PAGE TEXT
-- begin --
Known as the city of Banyan trees thanks to the numbers of these ancient trees that dot the city, Fuzhou, capital of Fujian province is a 2,000-year-old city with rich cultural heritage and a maritime history spanning more than 1,000 years. Centre of a lucrative trade first in tea and sugar, and later in textiles such as cotton, lacquer and ceramics, at the end of the First Opium War, Fuzhou became one of the five Chinese Treaty Ports opened by the Treaty of Nanjing (1842).
Tea is associated with China more than any other country. Its origins in China date back over 5,000 years and was a key element in Britain’s interest in China. It is widely grown throughout the warmer and wetter southern areas of China, particularly in Fujian, Yunnan and Zhejiang. A highly prized speciality tea originating in Fujian is Fujianese Oolong Tieguanyin. Tea is always drunk without the addition of milk, lemon or sugar in China. An exception to ‘no sugar’ is the northwestern Muslim areas.
-- end --
RECORDS SHOWN
-- begin --
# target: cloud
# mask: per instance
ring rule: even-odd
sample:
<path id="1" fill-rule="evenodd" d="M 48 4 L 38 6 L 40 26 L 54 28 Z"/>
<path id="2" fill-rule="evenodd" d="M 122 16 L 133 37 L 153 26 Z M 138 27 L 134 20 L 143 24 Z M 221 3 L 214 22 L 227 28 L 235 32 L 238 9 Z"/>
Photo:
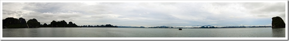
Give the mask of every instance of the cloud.
<path id="1" fill-rule="evenodd" d="M 161 22 L 159 23 L 161 24 L 189 24 L 190 23 L 184 23 L 184 22 Z"/>
<path id="2" fill-rule="evenodd" d="M 217 23 L 210 23 L 210 24 L 217 24 Z"/>

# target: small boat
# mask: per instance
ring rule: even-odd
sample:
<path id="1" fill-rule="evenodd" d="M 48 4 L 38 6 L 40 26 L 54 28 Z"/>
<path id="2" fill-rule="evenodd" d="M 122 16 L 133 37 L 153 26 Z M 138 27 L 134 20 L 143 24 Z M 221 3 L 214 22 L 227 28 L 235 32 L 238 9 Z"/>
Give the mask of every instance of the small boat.
<path id="1" fill-rule="evenodd" d="M 181 29 L 178 29 L 178 30 L 181 30 Z"/>

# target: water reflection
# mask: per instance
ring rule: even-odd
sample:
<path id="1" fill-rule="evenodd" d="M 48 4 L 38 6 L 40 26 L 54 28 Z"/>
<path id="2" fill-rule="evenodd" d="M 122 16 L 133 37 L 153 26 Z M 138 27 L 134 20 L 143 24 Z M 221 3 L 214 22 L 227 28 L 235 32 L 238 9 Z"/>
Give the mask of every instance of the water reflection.
<path id="1" fill-rule="evenodd" d="M 285 37 L 286 31 L 285 28 L 272 29 L 272 33 L 273 37 Z"/>

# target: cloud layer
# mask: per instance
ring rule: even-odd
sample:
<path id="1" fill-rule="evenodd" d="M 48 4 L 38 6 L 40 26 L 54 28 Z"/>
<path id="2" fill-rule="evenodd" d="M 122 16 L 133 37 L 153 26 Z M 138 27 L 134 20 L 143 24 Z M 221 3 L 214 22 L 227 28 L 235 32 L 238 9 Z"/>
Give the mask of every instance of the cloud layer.
<path id="1" fill-rule="evenodd" d="M 270 26 L 285 20 L 285 3 L 3 3 L 2 19 L 35 18 L 78 25 Z"/>

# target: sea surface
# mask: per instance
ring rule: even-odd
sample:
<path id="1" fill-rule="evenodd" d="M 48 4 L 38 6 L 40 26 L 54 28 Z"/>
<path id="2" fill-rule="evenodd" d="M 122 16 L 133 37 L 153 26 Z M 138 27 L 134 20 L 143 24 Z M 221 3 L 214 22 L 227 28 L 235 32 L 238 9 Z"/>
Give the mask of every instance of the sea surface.
<path id="1" fill-rule="evenodd" d="M 285 37 L 285 29 L 40 28 L 3 29 L 3 37 Z"/>

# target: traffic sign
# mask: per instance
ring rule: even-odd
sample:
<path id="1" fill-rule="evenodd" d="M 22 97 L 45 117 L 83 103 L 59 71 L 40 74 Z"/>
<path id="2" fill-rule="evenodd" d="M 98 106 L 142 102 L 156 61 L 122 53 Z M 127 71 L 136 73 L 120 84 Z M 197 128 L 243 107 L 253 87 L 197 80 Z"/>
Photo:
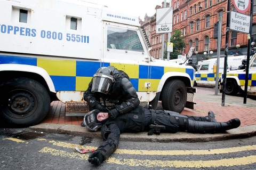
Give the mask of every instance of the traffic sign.
<path id="1" fill-rule="evenodd" d="M 156 33 L 172 31 L 172 7 L 156 10 Z"/>
<path id="2" fill-rule="evenodd" d="M 233 5 L 239 12 L 245 13 L 250 6 L 251 0 L 233 0 Z"/>
<path id="3" fill-rule="evenodd" d="M 173 43 L 167 42 L 167 52 L 173 51 Z"/>
<path id="4" fill-rule="evenodd" d="M 237 32 L 249 33 L 250 21 L 250 16 L 231 11 L 230 29 Z"/>

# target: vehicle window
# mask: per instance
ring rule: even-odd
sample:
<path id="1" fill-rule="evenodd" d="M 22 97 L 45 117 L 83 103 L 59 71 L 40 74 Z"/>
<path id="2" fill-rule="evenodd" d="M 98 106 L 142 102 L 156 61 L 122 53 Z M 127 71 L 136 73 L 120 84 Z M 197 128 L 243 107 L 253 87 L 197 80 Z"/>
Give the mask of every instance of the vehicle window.
<path id="1" fill-rule="evenodd" d="M 136 31 L 108 27 L 107 48 L 144 52 Z"/>
<path id="2" fill-rule="evenodd" d="M 200 68 L 200 70 L 208 70 L 208 68 L 209 67 L 209 65 L 202 65 L 201 68 Z"/>

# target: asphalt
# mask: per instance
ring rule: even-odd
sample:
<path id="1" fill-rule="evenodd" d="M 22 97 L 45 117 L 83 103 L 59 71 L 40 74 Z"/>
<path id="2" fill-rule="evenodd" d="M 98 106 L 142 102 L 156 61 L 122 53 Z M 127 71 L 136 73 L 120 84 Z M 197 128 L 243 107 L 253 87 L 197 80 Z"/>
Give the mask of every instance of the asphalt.
<path id="1" fill-rule="evenodd" d="M 198 89 L 199 88 L 199 89 Z M 209 111 L 215 114 L 218 122 L 226 122 L 238 118 L 241 125 L 235 129 L 222 133 L 191 133 L 179 132 L 176 133 L 161 133 L 160 135 L 149 136 L 147 132 L 124 133 L 121 135 L 120 141 L 155 142 L 199 142 L 249 137 L 256 134 L 256 100 L 246 98 L 244 104 L 242 96 L 230 96 L 222 93 L 215 95 L 213 91 L 204 90 L 198 88 L 195 94 L 194 109 L 185 108 L 181 114 L 190 116 L 205 116 Z M 223 106 L 221 104 L 224 104 Z M 161 102 L 158 108 L 162 109 Z M 37 131 L 48 133 L 68 134 L 101 139 L 100 132 L 91 132 L 79 125 L 82 117 L 67 117 L 65 116 L 65 104 L 60 101 L 51 103 L 51 110 L 42 123 L 29 128 Z"/>

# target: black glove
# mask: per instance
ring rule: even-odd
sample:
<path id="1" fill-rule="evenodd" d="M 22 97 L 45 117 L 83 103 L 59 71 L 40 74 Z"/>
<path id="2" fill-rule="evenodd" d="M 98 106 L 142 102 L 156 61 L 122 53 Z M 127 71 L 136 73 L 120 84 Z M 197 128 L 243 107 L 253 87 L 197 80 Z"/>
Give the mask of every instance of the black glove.
<path id="1" fill-rule="evenodd" d="M 108 117 L 110 119 L 115 119 L 117 115 L 118 115 L 119 112 L 116 109 L 114 109 L 111 110 L 108 112 Z"/>
<path id="2" fill-rule="evenodd" d="M 103 161 L 102 155 L 98 150 L 95 150 L 89 156 L 88 161 L 92 164 L 99 165 Z"/>
<path id="3" fill-rule="evenodd" d="M 155 131 L 155 129 L 153 128 L 150 128 L 149 131 L 148 132 L 148 135 L 151 136 L 153 134 L 154 132 Z"/>

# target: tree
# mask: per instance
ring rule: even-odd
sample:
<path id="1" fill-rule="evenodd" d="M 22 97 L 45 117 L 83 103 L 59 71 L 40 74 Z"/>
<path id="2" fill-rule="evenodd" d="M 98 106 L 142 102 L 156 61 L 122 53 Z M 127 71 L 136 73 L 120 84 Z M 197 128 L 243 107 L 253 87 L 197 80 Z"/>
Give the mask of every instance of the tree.
<path id="1" fill-rule="evenodd" d="M 181 36 L 182 34 L 181 31 L 179 29 L 174 29 L 172 33 L 170 42 L 173 43 L 173 52 L 170 52 L 170 60 L 178 59 L 178 55 L 182 54 L 181 51 L 185 46 L 185 42 L 183 40 L 184 37 Z M 164 59 L 167 59 L 167 52 L 164 52 Z"/>

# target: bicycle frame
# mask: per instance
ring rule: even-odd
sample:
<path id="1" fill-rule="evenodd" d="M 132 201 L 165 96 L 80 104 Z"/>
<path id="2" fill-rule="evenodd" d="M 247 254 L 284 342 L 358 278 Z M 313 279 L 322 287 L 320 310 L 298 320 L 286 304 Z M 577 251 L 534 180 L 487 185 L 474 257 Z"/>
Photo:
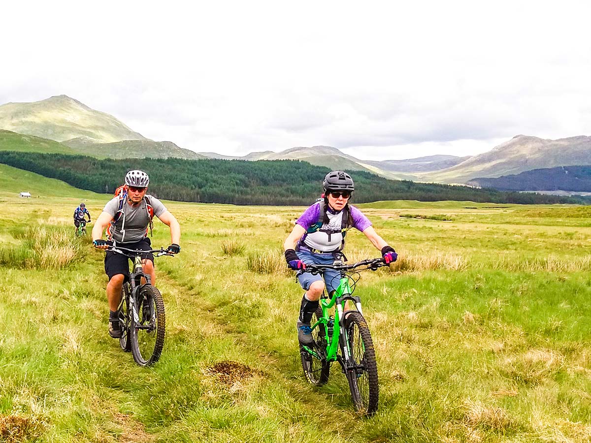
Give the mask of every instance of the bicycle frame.
<path id="1" fill-rule="evenodd" d="M 137 255 L 132 259 L 134 260 L 134 271 L 129 273 L 129 281 L 124 284 L 129 285 L 129 304 L 131 311 L 134 314 L 134 320 L 136 323 L 139 323 L 139 314 L 136 308 L 136 296 L 139 292 L 144 285 L 150 284 L 150 277 L 144 272 L 144 265 L 142 264 L 142 258 L 140 255 Z M 142 278 L 145 279 L 145 283 L 142 284 Z M 121 298 L 121 303 L 123 303 L 123 298 Z M 121 305 L 121 303 L 119 304 Z M 144 327 L 144 328 L 145 327 Z"/>
<path id="2" fill-rule="evenodd" d="M 368 265 L 372 261 L 375 260 L 365 260 L 365 262 L 360 262 L 359 263 L 356 264 Z M 382 265 L 380 265 L 380 266 Z M 354 269 L 354 266 L 355 266 L 355 265 L 352 265 L 352 266 L 353 267 L 346 267 L 348 269 L 352 270 L 352 269 Z M 306 351 L 317 359 L 322 359 L 322 358 L 325 358 L 327 361 L 338 361 L 343 367 L 343 370 L 345 369 L 345 362 L 349 360 L 350 356 L 349 354 L 349 349 L 346 346 L 343 346 L 342 347 L 343 354 L 342 359 L 341 359 L 339 356 L 338 351 L 339 344 L 339 337 L 341 334 L 341 328 L 343 326 L 345 305 L 346 302 L 350 301 L 354 302 L 355 304 L 355 307 L 357 309 L 357 311 L 359 312 L 362 315 L 363 315 L 363 311 L 361 308 L 361 299 L 359 297 L 353 296 L 352 295 L 353 291 L 351 289 L 351 286 L 349 281 L 349 277 L 345 273 L 345 271 L 341 271 L 340 281 L 338 288 L 337 288 L 335 291 L 330 299 L 327 299 L 327 297 L 320 298 L 320 307 L 322 310 L 322 317 L 319 318 L 318 321 L 311 326 L 312 330 L 313 331 L 319 327 L 320 325 L 324 325 L 324 336 L 327 343 L 326 349 L 319 350 L 322 353 L 326 352 L 326 356 L 320 356 L 317 350 L 312 349 L 308 346 L 303 346 L 303 348 Z M 333 320 L 334 323 L 331 325 L 329 325 L 330 318 L 329 310 L 335 306 L 336 311 L 335 319 Z M 329 330 L 331 328 L 331 326 L 332 328 L 332 334 L 329 334 Z M 345 337 L 343 337 L 345 339 L 344 343 L 346 343 L 348 341 L 348 337 L 346 336 L 347 331 L 343 330 L 342 333 L 345 335 Z"/>

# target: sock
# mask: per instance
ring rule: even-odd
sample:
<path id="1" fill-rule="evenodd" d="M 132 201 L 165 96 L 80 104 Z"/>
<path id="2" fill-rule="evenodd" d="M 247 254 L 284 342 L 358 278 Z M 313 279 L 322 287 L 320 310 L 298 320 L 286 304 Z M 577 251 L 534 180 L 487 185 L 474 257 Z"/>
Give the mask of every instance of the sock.
<path id="1" fill-rule="evenodd" d="M 306 298 L 306 295 L 301 298 L 301 305 L 300 307 L 300 321 L 302 323 L 310 324 L 312 321 L 312 314 L 318 308 L 318 300 L 310 301 Z"/>

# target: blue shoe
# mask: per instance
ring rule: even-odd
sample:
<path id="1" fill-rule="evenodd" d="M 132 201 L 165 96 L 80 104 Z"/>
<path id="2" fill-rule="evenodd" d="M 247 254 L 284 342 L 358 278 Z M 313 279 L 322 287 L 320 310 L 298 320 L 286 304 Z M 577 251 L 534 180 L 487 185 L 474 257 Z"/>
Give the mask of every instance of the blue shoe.
<path id="1" fill-rule="evenodd" d="M 309 324 L 298 320 L 297 339 L 300 344 L 303 346 L 311 346 L 314 344 L 314 337 L 312 337 L 312 328 Z"/>

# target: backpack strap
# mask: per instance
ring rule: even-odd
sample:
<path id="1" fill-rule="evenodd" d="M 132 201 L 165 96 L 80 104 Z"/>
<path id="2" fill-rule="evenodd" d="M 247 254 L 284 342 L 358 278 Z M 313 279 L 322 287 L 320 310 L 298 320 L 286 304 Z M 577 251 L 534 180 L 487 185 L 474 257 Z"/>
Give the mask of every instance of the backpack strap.
<path id="1" fill-rule="evenodd" d="M 329 241 L 330 242 L 330 236 L 336 233 L 336 232 L 332 230 L 322 229 L 322 226 L 325 224 L 327 224 L 329 222 L 328 214 L 326 213 L 326 202 L 323 199 L 319 202 L 319 206 L 320 206 L 320 211 L 318 213 L 318 220 L 306 230 L 306 233 L 311 234 L 317 231 L 325 232 L 328 235 Z M 345 236 L 346 234 L 347 231 L 351 228 L 350 219 L 350 209 L 349 207 L 349 204 L 348 203 L 343 209 L 343 216 L 341 217 L 340 233 L 343 236 L 343 241 L 341 242 L 340 247 L 337 250 L 338 251 L 342 250 L 343 248 L 345 247 Z"/>
<path id="2" fill-rule="evenodd" d="M 111 220 L 109 226 L 107 226 L 107 239 L 109 240 L 113 240 L 113 234 L 115 232 L 115 224 L 117 223 L 119 219 L 123 216 L 123 224 L 121 226 L 121 241 L 125 238 L 125 214 L 123 211 L 123 205 L 125 203 L 127 198 L 127 189 L 122 187 L 117 188 L 119 193 L 119 205 L 117 207 L 117 211 L 115 213 L 115 217 Z"/>
<path id="3" fill-rule="evenodd" d="M 152 207 L 152 204 L 150 203 L 150 197 L 148 196 L 144 196 L 144 200 L 146 201 L 146 211 L 148 211 L 148 217 L 150 219 L 150 223 L 148 223 L 148 226 L 150 227 L 150 236 L 152 237 L 152 227 L 154 226 L 154 222 L 152 219 L 154 219 L 154 208 Z M 146 228 L 146 236 L 148 236 L 148 228 Z"/>

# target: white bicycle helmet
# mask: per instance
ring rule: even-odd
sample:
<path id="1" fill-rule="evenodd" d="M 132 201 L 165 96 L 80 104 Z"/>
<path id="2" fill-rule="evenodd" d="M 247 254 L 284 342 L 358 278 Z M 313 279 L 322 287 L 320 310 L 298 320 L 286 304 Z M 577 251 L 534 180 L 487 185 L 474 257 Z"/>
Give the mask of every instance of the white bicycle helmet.
<path id="1" fill-rule="evenodd" d="M 136 188 L 147 188 L 150 183 L 148 174 L 143 171 L 135 170 L 130 171 L 125 175 L 125 184 Z"/>

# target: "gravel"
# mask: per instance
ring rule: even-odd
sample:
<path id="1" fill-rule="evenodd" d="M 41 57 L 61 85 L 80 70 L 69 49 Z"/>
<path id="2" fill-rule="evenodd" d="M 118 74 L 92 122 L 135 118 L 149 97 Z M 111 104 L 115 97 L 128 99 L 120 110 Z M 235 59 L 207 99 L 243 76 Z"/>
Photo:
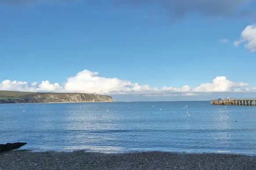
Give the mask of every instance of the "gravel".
-- end --
STATED PROBLEM 1
Using the passage on Fuzhou and tea, explain in one to three sentences why Fuzhou is called the city of Banyan trees.
STATED PROBLEM 2
Return the part of the passage on Fuzhou and tea that opens with the words containing "Known as the" and closes with "of Nanjing (1842).".
STATED PROBLEM 3
Pick up the passage on Fuzhou and tea at the point where it stops and write the next part.
The entries play no part in what is asked here.

EXPECTED OUTPUT 1
Fuzhou is called the city of Banyan trees because so many of these ancient trees dot the city.

EXPECTED OUTPUT 2
Known as the city of Banyan trees thanks to the numbers of these ancient trees that dot the city, Fuzhou, capital of Fujian province is a 2,000-year-old city with rich cultural heritage and a maritime history spanning more than 1,000 years. Centre of a lucrative trade first in tea and sugar, and later in textiles such as cotton, lacquer and ceramics, at the end of the First Opium War, Fuzhou became one of the five Chinese Treaty Ports opened by the Treaty of Nanjing (1842).

EXPECTED OUTPUT 3
Places of interest in Fuzhou include the Wuyi Square, the city’s heart marked by a statue of Mao Zedong. Just north of here is the 10th century Bai Ta Pagoda. To the west is Wu Ta, a black granite pagoda. The Lin Zexu Memorial Hall commemorates Lin Zexu, a Qing dynasty official who destroyed an opium shipment in protest at British trade, an act that led to the First Opium War. Elegant colonial architecture exists on Zhongzhou Island, once the site of the foreign Concession area. The Provincial Museum is also worthy of inspection.
Neatly dividing China into north and south, the 6340km-long Yangtze River is the third longest river in the world, winding ...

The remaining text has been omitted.